Document text:
= Beginning of Section =

= Chizuko Kimura =

Japanese sushi chef

Chizuko Kimura (born April 1970) is a Japanese sushi chef based in Paris. In 2025 she and her restaurant Sushi Shunei were awarded a Michelin star. With the award, she became the first female sushi chef in the world to win a Michelin star.

== Biography ==
Chizuko Kimura was born in Japan in April 1970, from a father businessman and a mother housewife. She has a sister. She grew up between Tokyo and Mount Fuji. She became a tourists guide and in 2004,she met in Paris Shunei Kimura, that had lived in France for around 30 years and became her husband in 2005. Chizuko Kimura settled in France in 2008. Her husband dreamed of having a restaurant and a Michelin start, but is diagnosed with a liver cancer in 2015.

=== Sushi restaurant ===
Kimura was working as a tour guide in Paris when her husband decided to open a sushi restaurant in Montmartre. On June 9, 2021, Chizuko Kimura's husband opened Sushi Shunei, a small restaurant of only eight to nine seats. During the COVID-19 pandemic, Kimura lost her job as a tour guide and joined her husband in the restaurant where she learned to prepare fish, cook rice and run the business. At the time, she had no experience as a chef.

In 2022, their small restaurant Sushi Shunei was awarded a Michelin star. Three months later, her husband, Sushi Shunei's head chef Shunei Kimura died of cancer. Before his death, Chizuko Kimura promised her husband she would maintain Sushi Shunei's legacy. The restaurant lost its Michelin star the following year. The loss of the Michelin star encouraged Kimura to continue to improve. She kept training and studying, and visit Japan regularly to keep improving. She also hired the sushi master Takeshi Morooka.

In March 2025, Chizuko Kimura and Sushi Shunei were awarded a Michelin star. In earning the award, Chizuko Kimura became the first woman in the 120-year history of the guide to be awarded a Michelin star for sushi.

= End of Section =

Extracted records:
= Beginning of Section =

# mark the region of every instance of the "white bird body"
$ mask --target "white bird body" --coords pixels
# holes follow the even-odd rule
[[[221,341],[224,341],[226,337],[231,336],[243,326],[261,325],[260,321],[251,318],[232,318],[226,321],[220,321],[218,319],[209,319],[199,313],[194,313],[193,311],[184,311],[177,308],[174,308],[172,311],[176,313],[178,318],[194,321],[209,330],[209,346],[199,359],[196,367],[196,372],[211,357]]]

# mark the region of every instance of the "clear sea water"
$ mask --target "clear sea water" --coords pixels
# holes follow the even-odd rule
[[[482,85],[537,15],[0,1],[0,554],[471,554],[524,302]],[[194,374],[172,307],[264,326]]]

= End of Section =

Complete the following:
• a. Name every person the Chizuko Kimura article identifies by full name.
• b. Duplicate the Chizuko Kimura article from "Chizuko Kimura (born" to "win a Michelin star.".
• c. According to the Chizuko Kimura article, how many seats did Sushi Shunei have when it opened?

Answers to the exercises:
• a. Chizuko Kimura, Shunei Kimura, Takeshi Morooka

• b.
Chizuko Kimura (born April 1970) is a Japanese sushi chef based in Paris. In 2025 she and her restaurant Sushi Shunei were awarded a Michelin star. With the award, she became the first female sushi chef in the world to win a Michelin star.

• c. Eight to nine seats.